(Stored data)
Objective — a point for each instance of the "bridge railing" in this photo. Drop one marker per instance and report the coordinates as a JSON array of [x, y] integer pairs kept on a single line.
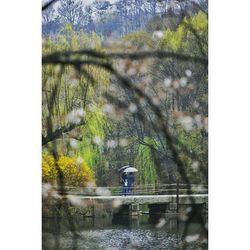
[[149, 189]]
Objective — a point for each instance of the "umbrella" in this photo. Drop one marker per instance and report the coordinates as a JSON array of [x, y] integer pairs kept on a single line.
[[130, 170], [122, 168]]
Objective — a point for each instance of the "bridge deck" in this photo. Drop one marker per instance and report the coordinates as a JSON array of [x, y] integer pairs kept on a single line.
[[147, 199]]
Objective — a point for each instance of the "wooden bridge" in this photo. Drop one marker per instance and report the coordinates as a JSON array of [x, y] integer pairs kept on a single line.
[[160, 198]]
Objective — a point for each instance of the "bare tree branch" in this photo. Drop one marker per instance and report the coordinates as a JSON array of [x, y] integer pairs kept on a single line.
[[45, 6]]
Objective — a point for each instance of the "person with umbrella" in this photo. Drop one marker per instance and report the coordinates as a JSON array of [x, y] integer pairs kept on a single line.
[[128, 179]]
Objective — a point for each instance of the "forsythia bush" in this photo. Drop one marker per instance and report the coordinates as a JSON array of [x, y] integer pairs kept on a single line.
[[75, 173]]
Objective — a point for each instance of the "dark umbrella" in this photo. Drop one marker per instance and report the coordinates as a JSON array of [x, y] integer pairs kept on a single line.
[[123, 168]]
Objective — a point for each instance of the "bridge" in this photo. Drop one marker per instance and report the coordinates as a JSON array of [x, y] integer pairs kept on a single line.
[[160, 198]]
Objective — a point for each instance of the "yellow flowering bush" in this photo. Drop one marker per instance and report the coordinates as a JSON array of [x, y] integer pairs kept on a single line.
[[76, 172]]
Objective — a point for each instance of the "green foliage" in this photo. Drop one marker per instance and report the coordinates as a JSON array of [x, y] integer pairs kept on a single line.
[[194, 156], [75, 173], [190, 36], [144, 162]]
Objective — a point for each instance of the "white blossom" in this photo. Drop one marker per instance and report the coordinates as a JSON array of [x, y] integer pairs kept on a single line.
[[188, 73], [97, 140], [191, 238], [132, 108]]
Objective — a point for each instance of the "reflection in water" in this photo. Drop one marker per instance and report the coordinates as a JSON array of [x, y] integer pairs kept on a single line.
[[119, 233]]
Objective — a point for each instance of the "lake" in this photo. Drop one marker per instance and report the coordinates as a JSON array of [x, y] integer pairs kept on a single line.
[[120, 233]]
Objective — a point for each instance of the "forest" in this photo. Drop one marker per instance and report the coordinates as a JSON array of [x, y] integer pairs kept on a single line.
[[135, 96]]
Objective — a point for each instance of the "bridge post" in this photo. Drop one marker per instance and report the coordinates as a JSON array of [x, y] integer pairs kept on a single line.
[[128, 210]]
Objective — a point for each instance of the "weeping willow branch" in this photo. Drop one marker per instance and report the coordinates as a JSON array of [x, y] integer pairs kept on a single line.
[[66, 56], [58, 133]]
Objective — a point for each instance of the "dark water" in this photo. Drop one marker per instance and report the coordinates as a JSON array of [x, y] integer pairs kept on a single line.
[[122, 233]]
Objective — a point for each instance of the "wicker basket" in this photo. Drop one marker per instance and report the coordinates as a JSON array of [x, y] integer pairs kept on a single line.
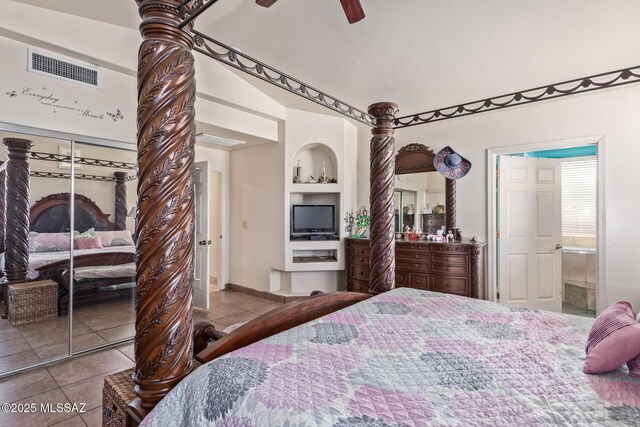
[[118, 392], [32, 301]]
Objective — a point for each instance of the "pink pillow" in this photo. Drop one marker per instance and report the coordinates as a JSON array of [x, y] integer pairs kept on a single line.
[[614, 339], [115, 238], [89, 243], [634, 366]]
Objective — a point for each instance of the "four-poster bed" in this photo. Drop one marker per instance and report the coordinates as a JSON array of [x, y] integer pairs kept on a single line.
[[164, 345], [36, 245]]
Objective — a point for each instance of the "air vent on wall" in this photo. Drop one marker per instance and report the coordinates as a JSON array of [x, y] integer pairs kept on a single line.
[[63, 68]]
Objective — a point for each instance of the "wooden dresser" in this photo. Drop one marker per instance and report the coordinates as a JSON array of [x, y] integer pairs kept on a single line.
[[455, 268]]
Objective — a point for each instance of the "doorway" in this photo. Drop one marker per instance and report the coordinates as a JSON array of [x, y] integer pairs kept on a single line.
[[215, 233], [547, 215], [201, 238]]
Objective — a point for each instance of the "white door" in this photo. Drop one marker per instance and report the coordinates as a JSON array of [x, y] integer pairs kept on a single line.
[[202, 242], [530, 260]]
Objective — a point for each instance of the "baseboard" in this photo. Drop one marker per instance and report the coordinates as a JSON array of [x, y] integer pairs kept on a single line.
[[283, 299]]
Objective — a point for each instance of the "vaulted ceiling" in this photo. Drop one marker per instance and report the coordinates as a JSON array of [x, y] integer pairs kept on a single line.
[[421, 54]]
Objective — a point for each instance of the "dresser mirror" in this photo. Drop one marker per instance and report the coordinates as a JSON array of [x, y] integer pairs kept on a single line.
[[423, 198]]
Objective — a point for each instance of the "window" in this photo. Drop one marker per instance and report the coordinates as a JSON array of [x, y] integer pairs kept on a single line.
[[579, 192]]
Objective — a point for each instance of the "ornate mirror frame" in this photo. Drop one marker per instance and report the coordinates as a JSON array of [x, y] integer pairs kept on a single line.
[[414, 158]]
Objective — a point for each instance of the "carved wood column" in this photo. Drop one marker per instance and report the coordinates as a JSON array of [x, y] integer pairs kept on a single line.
[[165, 244], [382, 234], [3, 205], [121, 200], [450, 203], [16, 261]]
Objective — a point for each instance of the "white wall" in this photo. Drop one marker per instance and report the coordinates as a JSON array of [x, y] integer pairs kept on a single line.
[[102, 193], [256, 199], [53, 111], [612, 112], [214, 225]]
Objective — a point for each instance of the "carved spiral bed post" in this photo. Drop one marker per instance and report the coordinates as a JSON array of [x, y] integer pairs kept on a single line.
[[16, 239], [3, 206], [165, 244], [17, 201], [450, 203], [121, 200], [382, 238]]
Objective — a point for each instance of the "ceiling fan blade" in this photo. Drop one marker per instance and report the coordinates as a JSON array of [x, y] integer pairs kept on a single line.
[[265, 3], [353, 10]]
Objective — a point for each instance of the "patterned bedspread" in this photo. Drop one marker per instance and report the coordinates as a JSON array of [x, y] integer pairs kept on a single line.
[[409, 358]]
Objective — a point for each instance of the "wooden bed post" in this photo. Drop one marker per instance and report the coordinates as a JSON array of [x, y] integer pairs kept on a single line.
[[17, 201], [165, 243], [450, 203], [121, 200], [382, 236], [3, 206]]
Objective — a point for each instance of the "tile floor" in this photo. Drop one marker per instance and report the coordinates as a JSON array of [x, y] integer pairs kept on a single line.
[[572, 309], [80, 380], [93, 324]]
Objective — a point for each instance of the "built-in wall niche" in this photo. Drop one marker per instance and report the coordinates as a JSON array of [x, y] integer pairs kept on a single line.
[[315, 255], [310, 162]]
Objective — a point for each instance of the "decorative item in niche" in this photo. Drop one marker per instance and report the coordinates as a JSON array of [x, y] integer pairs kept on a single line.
[[357, 222], [296, 177], [438, 209], [49, 99], [66, 151], [451, 164], [323, 177]]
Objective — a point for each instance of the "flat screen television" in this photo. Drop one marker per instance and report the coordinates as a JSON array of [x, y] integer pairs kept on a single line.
[[313, 219]]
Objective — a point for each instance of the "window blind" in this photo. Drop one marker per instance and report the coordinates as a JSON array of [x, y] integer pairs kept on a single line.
[[579, 190]]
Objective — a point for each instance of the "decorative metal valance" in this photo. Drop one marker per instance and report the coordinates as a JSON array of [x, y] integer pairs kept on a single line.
[[227, 55], [556, 90], [82, 160]]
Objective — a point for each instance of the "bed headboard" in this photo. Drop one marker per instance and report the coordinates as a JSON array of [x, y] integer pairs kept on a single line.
[[51, 214]]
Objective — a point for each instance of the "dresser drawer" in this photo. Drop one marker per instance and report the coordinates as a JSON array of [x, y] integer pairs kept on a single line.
[[450, 285], [450, 259], [418, 267], [419, 281], [360, 260], [439, 267], [359, 286], [402, 279], [360, 273], [415, 256]]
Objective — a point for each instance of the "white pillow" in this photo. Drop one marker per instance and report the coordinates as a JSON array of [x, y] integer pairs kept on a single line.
[[89, 233]]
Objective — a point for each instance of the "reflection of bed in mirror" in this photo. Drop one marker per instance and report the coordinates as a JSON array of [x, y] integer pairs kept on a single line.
[[35, 245], [104, 265]]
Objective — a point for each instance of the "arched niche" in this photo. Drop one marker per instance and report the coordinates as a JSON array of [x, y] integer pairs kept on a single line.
[[311, 158]]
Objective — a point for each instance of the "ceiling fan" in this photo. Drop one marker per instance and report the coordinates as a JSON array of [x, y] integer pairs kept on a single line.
[[352, 8]]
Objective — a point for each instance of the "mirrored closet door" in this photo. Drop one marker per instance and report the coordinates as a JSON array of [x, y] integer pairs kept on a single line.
[[104, 249], [36, 242]]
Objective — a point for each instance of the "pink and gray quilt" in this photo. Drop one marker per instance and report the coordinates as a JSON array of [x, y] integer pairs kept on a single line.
[[409, 358]]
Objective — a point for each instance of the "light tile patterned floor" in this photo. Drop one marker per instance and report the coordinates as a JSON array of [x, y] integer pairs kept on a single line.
[[80, 380]]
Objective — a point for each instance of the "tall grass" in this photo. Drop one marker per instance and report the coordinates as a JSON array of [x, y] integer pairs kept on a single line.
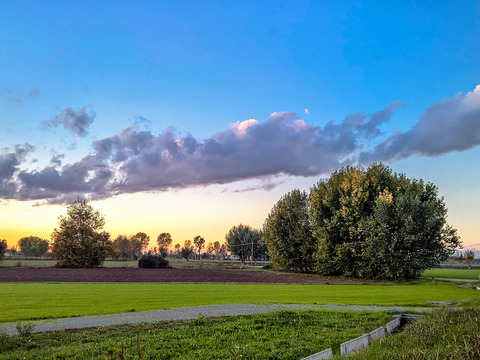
[[443, 334], [279, 335]]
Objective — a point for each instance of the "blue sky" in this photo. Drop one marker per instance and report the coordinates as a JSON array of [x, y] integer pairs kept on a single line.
[[74, 73]]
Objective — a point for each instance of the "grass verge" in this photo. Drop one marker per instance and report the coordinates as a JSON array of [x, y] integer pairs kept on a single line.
[[279, 335], [33, 301], [443, 334]]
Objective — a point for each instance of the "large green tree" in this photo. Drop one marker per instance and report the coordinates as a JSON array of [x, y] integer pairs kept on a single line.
[[374, 223], [288, 234], [244, 241], [78, 241], [368, 223], [33, 246]]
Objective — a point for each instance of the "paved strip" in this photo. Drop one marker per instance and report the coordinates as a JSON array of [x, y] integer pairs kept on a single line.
[[91, 321]]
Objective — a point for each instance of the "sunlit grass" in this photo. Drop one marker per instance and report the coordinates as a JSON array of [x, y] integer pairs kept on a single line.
[[471, 274], [278, 335], [28, 301], [443, 334]]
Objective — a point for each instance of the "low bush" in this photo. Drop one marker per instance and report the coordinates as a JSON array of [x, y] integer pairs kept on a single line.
[[152, 262]]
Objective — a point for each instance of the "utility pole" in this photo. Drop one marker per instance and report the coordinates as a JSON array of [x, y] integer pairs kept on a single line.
[[251, 259]]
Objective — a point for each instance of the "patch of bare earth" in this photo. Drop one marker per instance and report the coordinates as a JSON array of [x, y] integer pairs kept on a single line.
[[136, 275]]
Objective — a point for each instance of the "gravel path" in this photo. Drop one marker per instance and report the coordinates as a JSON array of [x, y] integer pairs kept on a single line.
[[186, 313]]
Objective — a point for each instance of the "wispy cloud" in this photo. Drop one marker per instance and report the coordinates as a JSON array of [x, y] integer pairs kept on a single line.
[[449, 125], [18, 98], [135, 160], [75, 121]]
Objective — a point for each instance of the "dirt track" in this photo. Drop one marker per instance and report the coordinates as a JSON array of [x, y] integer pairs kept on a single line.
[[136, 275]]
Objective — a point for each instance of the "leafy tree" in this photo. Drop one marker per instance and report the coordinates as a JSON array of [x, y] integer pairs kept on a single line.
[[187, 249], [33, 246], [210, 250], [376, 224], [199, 244], [3, 247], [242, 240], [177, 250], [78, 242], [216, 249], [121, 247], [164, 241], [288, 234]]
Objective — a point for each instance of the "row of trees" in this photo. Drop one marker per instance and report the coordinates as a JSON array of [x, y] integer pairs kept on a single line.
[[80, 241], [364, 223]]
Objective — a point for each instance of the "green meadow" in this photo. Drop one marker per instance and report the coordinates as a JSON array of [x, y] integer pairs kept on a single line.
[[33, 301], [278, 335]]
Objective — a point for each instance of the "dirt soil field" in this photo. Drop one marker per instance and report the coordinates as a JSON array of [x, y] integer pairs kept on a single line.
[[136, 275]]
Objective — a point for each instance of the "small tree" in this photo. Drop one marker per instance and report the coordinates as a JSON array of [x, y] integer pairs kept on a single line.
[[3, 248], [216, 249], [121, 247], [78, 242], [288, 234], [138, 244], [243, 241], [199, 244], [177, 250], [187, 249], [469, 257], [164, 241]]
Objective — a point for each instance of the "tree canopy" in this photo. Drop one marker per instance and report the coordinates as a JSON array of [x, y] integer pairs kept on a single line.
[[33, 246], [368, 223], [78, 241], [242, 240], [288, 234], [164, 241], [130, 247]]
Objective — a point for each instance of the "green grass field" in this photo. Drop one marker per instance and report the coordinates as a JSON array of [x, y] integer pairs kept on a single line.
[[278, 335], [30, 301], [471, 274], [443, 334]]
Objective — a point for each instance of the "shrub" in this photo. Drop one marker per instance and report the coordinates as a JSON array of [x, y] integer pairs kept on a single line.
[[152, 261]]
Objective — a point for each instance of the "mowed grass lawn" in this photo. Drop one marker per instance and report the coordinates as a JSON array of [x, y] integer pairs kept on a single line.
[[471, 274], [31, 301]]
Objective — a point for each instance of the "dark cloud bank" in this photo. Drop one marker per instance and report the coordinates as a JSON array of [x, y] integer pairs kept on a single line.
[[134, 160]]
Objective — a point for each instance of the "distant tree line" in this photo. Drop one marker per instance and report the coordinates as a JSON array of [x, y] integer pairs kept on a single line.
[[367, 223]]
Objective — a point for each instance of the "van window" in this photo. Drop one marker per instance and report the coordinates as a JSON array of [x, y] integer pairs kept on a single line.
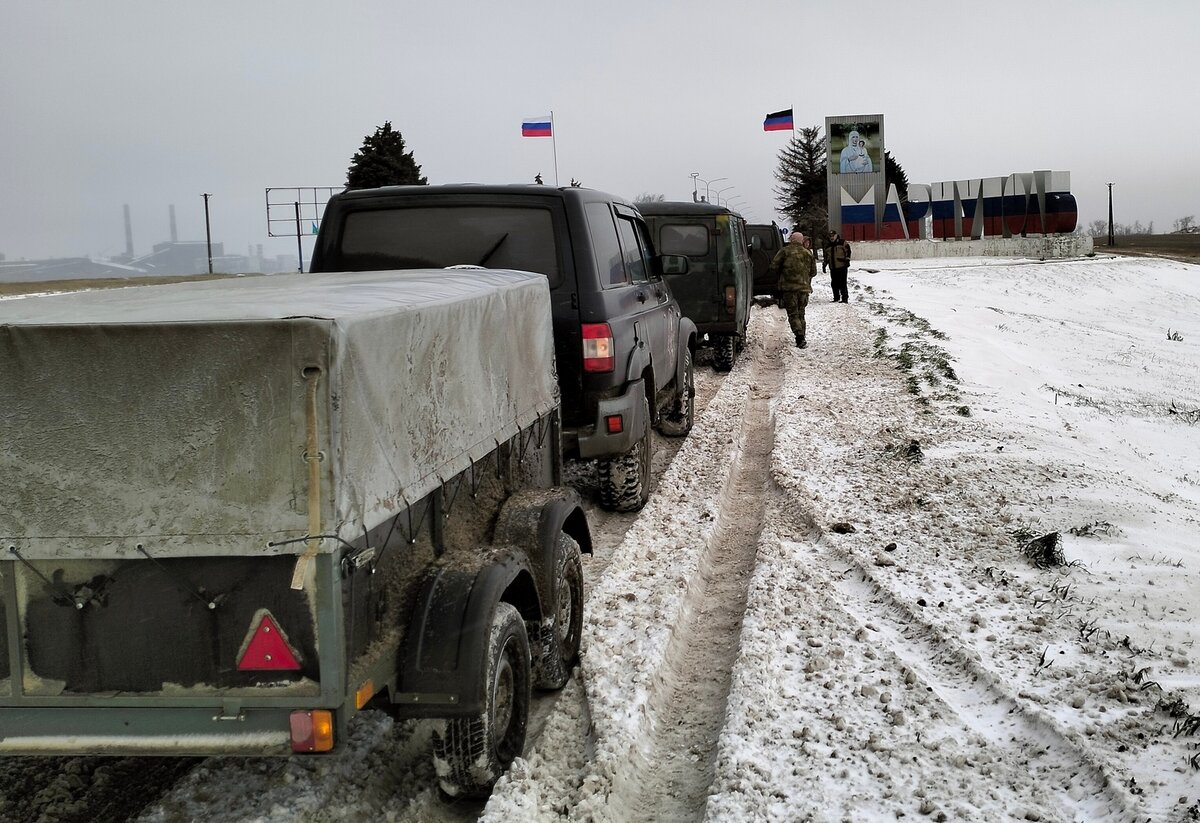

> TASK TO CARRY OUT: Find every line in the items above that contains the word "paved", matching case exactly, and copy each of those lines.

> RESPONSE:
Objective — a point for each instance of the "paved strip" in this photo. Drop one marker per instance and report the coordinates as a JSON array of [x, y] integer pairs kept on a single line.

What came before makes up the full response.